Input for this task
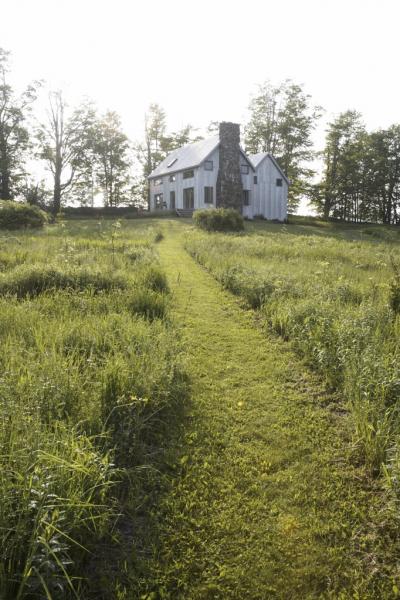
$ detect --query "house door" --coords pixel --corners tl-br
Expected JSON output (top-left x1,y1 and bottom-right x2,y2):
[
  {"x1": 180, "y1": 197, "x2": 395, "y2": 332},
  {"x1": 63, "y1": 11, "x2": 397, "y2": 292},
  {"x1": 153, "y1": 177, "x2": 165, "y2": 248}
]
[{"x1": 183, "y1": 188, "x2": 194, "y2": 208}]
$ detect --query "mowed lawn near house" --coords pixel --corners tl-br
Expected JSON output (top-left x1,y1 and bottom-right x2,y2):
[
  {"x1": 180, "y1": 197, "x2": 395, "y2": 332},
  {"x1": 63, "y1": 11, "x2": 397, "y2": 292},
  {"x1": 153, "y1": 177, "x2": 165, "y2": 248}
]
[{"x1": 143, "y1": 220, "x2": 398, "y2": 599}]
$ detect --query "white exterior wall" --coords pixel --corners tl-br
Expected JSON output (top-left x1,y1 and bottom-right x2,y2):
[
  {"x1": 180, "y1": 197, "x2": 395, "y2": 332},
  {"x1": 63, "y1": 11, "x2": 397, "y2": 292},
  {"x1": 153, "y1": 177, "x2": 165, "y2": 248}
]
[
  {"x1": 150, "y1": 149, "x2": 219, "y2": 210},
  {"x1": 194, "y1": 148, "x2": 219, "y2": 208},
  {"x1": 240, "y1": 154, "x2": 255, "y2": 219},
  {"x1": 251, "y1": 157, "x2": 288, "y2": 221},
  {"x1": 150, "y1": 148, "x2": 288, "y2": 221}
]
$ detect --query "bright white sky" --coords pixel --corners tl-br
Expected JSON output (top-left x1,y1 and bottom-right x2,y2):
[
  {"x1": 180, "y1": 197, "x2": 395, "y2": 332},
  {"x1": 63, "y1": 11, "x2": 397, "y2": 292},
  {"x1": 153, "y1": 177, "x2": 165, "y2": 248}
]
[{"x1": 0, "y1": 0, "x2": 400, "y2": 211}]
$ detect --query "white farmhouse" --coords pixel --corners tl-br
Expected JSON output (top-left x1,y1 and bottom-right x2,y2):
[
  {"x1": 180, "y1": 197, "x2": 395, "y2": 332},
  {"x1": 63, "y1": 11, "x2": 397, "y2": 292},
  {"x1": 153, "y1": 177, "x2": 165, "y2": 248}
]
[{"x1": 149, "y1": 123, "x2": 289, "y2": 221}]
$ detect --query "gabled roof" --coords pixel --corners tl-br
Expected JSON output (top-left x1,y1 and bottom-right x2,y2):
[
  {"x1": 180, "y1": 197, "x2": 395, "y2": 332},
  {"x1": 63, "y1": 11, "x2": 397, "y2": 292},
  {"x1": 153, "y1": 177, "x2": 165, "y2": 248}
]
[
  {"x1": 249, "y1": 152, "x2": 290, "y2": 185},
  {"x1": 149, "y1": 135, "x2": 255, "y2": 179},
  {"x1": 149, "y1": 135, "x2": 219, "y2": 179}
]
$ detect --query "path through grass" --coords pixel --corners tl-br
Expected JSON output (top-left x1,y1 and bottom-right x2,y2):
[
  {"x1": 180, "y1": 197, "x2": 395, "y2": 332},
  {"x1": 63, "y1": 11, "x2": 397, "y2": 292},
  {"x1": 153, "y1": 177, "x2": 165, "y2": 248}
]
[{"x1": 144, "y1": 222, "x2": 396, "y2": 600}]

Your goal
Find each line in the records above that contains the string "white", and copy those lines. Case matters.

Response to the task
$ detect --query "white exterior wall" --coords pixel --corners tl-br
$ detect --query "bright white sky" --coords pixel --corners tl-br
$ detect --query "white farmhouse" --coords pixel --corners tl-br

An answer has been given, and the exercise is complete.